= SUPPLIED RECORDS =
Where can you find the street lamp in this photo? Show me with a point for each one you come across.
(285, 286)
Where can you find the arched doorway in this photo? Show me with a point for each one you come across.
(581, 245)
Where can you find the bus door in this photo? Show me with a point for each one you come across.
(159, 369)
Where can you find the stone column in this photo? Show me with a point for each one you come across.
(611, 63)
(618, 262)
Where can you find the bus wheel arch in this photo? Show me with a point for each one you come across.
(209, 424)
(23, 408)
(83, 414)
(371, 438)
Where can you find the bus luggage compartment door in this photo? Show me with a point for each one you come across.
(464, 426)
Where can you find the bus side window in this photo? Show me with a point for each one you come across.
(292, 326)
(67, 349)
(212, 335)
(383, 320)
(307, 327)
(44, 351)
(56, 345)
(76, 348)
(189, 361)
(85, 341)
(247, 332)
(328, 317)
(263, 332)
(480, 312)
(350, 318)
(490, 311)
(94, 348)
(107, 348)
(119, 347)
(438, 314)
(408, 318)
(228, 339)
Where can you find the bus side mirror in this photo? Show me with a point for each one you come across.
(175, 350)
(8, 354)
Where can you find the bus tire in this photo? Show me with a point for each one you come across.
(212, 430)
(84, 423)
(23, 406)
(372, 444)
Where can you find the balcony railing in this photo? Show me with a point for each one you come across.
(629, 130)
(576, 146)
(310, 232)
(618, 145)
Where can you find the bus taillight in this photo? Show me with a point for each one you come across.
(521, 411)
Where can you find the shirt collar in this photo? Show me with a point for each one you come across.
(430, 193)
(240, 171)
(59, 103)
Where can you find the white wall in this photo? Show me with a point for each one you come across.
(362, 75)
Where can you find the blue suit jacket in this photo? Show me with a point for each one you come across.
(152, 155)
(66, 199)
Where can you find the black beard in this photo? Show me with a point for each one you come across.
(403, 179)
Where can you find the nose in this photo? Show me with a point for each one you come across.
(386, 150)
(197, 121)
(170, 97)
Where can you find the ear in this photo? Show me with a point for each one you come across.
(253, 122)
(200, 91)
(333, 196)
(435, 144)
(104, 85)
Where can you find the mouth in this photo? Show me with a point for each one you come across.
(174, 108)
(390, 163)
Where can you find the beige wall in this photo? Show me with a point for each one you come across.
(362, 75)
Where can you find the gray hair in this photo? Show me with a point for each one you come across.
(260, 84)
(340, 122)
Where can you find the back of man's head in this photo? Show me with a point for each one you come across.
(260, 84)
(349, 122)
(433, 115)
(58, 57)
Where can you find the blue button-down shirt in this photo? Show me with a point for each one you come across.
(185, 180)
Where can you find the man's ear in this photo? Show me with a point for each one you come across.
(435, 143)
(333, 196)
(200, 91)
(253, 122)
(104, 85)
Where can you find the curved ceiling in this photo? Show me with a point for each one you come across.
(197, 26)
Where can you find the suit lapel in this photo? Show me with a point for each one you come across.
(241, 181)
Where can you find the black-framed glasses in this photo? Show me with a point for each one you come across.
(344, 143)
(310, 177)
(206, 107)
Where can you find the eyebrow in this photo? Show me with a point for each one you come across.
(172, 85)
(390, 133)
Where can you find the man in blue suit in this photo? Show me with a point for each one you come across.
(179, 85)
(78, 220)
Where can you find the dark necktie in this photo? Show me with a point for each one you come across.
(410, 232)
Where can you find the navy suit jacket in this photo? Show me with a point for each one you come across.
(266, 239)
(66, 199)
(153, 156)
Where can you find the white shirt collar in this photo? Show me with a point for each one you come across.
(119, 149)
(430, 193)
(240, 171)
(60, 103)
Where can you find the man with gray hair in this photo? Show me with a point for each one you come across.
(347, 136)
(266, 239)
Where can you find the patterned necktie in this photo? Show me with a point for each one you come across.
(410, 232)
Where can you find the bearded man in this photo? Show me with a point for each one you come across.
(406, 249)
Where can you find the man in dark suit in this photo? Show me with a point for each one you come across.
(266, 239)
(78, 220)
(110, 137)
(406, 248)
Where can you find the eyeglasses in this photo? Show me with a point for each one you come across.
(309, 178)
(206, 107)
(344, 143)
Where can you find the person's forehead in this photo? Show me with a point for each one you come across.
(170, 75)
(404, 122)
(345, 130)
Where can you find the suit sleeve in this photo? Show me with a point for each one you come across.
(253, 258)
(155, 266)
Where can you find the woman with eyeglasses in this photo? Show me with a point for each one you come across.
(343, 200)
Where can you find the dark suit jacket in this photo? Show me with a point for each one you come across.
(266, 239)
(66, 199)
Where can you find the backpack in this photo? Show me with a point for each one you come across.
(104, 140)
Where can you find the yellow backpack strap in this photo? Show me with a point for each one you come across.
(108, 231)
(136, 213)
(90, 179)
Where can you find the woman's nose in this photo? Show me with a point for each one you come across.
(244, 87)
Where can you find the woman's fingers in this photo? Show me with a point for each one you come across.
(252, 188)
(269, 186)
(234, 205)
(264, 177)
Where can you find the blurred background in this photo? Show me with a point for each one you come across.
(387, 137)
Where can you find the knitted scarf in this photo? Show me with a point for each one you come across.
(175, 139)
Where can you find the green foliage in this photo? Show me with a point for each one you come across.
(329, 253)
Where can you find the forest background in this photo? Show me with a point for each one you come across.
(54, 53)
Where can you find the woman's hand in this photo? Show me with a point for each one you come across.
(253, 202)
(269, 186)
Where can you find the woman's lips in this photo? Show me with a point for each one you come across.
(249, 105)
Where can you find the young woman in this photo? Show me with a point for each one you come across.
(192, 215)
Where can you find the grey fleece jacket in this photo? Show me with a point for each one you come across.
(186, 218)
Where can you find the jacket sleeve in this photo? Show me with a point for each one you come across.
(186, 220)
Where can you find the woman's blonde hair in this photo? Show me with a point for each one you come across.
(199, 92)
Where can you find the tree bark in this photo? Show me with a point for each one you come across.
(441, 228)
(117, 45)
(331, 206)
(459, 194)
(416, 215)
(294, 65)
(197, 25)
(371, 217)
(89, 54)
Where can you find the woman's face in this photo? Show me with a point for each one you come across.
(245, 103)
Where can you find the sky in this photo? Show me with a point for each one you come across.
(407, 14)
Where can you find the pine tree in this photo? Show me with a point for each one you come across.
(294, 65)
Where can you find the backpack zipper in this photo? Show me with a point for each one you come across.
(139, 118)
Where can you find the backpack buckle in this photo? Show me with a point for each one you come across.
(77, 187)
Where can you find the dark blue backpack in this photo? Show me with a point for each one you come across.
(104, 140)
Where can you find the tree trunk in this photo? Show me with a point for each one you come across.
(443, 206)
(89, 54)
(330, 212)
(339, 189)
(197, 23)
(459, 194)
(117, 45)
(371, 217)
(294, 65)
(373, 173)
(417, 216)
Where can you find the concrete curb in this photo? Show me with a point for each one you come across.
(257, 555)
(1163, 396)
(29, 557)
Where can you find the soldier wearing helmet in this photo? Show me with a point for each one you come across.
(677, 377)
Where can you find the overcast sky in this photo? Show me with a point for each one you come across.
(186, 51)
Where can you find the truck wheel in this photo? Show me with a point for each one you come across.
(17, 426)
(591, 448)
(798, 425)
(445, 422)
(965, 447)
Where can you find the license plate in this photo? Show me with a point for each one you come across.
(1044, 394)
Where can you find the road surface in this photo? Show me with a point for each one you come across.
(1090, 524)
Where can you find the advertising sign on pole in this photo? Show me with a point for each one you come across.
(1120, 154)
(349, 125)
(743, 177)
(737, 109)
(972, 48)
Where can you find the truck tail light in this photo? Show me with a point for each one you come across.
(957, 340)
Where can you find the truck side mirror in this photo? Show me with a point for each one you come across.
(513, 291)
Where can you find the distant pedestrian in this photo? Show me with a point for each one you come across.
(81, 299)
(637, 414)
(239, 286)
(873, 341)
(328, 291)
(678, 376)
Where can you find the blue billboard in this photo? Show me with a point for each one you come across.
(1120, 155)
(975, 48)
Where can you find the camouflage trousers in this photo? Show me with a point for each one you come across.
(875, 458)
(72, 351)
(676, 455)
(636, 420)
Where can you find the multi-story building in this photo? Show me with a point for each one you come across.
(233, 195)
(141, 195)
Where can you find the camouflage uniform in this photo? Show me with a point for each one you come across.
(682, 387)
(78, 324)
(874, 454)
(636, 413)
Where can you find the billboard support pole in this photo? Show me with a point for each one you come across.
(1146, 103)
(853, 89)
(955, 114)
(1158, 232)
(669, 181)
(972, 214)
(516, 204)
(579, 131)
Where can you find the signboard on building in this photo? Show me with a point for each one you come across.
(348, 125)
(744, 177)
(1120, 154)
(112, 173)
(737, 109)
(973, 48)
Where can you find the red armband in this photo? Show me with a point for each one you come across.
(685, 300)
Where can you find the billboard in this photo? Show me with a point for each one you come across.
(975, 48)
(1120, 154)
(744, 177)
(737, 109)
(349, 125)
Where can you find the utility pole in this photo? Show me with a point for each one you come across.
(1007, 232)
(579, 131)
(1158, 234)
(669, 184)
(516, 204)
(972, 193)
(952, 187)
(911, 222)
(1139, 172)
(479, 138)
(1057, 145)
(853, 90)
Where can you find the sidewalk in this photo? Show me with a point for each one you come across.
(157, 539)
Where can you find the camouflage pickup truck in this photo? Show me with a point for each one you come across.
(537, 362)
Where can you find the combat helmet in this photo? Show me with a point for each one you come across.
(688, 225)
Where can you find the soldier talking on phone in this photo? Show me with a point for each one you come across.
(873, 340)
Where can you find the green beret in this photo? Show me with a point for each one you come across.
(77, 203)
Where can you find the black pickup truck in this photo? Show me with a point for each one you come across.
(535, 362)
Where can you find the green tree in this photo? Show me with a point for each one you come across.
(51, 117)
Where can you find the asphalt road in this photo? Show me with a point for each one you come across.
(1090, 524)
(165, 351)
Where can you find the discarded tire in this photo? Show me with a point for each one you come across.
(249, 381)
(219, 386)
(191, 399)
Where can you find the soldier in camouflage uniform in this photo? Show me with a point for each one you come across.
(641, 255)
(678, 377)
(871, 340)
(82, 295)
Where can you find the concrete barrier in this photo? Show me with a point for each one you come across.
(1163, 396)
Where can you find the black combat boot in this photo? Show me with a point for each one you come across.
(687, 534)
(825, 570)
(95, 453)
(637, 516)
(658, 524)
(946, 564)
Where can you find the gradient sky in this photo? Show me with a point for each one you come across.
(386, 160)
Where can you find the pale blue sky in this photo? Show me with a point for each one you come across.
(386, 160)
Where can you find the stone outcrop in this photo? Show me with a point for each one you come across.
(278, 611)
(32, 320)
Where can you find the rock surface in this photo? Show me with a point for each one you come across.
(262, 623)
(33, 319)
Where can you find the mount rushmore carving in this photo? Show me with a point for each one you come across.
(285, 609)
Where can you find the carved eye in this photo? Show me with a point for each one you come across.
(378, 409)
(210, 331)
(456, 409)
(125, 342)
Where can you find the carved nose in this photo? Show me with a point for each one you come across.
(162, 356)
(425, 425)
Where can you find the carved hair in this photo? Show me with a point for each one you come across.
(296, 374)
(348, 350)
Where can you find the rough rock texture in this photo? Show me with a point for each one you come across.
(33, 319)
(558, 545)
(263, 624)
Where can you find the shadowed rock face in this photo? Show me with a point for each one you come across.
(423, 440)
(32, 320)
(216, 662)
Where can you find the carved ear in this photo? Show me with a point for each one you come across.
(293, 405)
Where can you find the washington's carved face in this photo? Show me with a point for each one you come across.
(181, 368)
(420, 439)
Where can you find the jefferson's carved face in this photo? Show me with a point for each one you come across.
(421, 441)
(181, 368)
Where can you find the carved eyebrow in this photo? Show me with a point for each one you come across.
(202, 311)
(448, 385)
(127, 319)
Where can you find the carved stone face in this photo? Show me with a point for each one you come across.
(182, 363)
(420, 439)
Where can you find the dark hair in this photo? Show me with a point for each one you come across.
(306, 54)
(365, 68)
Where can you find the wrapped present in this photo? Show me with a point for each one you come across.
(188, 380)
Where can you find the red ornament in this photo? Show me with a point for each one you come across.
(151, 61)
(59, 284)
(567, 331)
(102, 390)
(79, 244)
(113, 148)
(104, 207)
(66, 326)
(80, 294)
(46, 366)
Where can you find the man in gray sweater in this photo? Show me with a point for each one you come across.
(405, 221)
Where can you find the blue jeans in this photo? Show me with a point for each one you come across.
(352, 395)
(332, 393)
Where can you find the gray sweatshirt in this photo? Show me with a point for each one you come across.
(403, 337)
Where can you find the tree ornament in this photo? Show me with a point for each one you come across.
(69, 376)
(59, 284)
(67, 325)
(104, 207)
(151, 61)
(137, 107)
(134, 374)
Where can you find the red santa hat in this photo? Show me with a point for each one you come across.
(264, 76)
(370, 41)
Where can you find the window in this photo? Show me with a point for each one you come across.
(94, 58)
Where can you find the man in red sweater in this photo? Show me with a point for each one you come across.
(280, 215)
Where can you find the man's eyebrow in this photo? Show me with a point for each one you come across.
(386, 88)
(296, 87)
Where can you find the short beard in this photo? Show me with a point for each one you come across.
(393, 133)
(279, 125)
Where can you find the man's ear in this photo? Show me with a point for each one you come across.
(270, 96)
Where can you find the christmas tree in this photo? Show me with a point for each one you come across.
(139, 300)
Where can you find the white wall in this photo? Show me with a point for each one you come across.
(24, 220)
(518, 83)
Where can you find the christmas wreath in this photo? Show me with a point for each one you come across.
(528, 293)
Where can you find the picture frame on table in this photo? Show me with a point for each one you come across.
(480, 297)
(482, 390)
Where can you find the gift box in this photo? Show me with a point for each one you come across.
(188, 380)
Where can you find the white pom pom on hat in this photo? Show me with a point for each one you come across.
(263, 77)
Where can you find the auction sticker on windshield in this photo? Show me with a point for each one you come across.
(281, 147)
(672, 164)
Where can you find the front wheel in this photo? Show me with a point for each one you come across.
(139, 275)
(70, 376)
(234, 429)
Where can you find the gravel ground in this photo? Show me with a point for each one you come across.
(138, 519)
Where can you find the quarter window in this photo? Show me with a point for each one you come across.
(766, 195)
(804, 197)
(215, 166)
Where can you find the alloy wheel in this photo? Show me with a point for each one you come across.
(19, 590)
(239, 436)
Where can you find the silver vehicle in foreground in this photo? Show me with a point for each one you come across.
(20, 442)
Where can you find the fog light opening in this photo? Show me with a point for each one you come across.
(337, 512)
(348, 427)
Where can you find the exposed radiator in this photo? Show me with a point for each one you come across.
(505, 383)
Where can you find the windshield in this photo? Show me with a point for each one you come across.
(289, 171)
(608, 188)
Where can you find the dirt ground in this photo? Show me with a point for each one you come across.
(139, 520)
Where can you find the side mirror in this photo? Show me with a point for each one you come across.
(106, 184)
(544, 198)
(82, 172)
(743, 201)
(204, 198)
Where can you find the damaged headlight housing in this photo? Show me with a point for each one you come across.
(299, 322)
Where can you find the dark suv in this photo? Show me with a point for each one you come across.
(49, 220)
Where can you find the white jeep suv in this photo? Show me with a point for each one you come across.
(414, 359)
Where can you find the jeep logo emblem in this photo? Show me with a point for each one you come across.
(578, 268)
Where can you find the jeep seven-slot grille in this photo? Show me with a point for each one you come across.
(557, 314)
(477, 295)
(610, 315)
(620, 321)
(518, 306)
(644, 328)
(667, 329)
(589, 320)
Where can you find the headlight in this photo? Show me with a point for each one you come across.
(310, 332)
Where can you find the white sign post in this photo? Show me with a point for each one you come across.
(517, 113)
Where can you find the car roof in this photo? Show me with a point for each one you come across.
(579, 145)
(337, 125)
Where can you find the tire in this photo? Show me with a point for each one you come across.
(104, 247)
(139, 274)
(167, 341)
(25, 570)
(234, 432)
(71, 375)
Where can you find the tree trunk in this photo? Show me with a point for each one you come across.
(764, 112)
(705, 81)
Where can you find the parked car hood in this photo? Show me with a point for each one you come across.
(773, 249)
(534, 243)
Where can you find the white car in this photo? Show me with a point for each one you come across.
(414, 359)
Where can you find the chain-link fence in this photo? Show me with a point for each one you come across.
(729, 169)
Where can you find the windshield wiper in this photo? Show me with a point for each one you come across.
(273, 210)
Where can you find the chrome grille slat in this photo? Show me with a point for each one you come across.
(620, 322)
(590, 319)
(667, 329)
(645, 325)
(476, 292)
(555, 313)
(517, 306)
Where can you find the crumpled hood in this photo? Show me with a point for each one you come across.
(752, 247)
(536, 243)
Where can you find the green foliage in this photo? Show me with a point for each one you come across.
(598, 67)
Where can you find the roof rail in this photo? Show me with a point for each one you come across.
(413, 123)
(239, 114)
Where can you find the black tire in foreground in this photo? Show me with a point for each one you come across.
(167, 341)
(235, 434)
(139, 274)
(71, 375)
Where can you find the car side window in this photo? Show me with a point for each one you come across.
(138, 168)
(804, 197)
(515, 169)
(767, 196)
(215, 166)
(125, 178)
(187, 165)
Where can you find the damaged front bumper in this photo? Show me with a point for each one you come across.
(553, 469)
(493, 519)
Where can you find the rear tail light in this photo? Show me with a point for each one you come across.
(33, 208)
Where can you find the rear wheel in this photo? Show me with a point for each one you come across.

= YOUR INSTRUCTIONS =
Please quote nothing but the lines from the line with "Where can you find the parked" through the end of the data above, exactly as written, ends included.

= OUTPUT =
Where can you find the parked car hood in this photo? Show me with a point for each one you come across.
(773, 249)
(534, 243)
Where can you find the white car in this photo? Show me with a point for each one you come across.
(414, 359)
Where can you find the chain-link fence in this photo? Show me with a point for each one you come across.
(729, 169)
Where can you find the windshield wiper in this photo? Show me with a point for each one you come across.
(273, 210)
Where can you find the chrome grille slat in this photo? Show me with a point for each one you come across.
(620, 322)
(590, 319)
(667, 329)
(645, 325)
(476, 292)
(555, 313)
(517, 306)
Where can you find the crumpled hood in this photo? Show me with a point for each one you come across.
(752, 247)
(536, 243)
Where can you find the green foliage in this photo? Show me with a point for each one you come across.
(598, 67)
Where can you find the roof rail in this photo? Show me with a point for each one you come across.
(413, 123)
(239, 114)
Where can you find the black tire in foreground in this photo? Show me with a point for each one you come across.
(167, 341)
(235, 434)
(139, 274)
(71, 375)
Where can you find the car side window in this photo? Show me with a point for each one you come across.
(138, 168)
(804, 197)
(515, 169)
(767, 196)
(215, 166)
(125, 178)
(187, 165)
Where can you find the damaged front bumper in this photo? Show me with a point for each one you come across.
(553, 469)
(493, 519)
Where can you find the rear tail light in this photo? Show me with a point for each one you come across.
(33, 208)
Where can you find the rear wheel in this photo? Show me with a point for each one you come across.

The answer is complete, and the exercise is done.